[Saved data entries]
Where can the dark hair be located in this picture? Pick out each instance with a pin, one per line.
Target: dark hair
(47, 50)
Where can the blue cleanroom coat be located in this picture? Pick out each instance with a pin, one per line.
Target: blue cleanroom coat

» Task statement: Return all lines in the data that include the word "instance".

» Answer space:
Where can the dark hair be located in this picture? Pick out each instance with a pin, one per line.
Where can the blue cleanroom coat be located in this picture? Pick out each instance with a pin, one per line.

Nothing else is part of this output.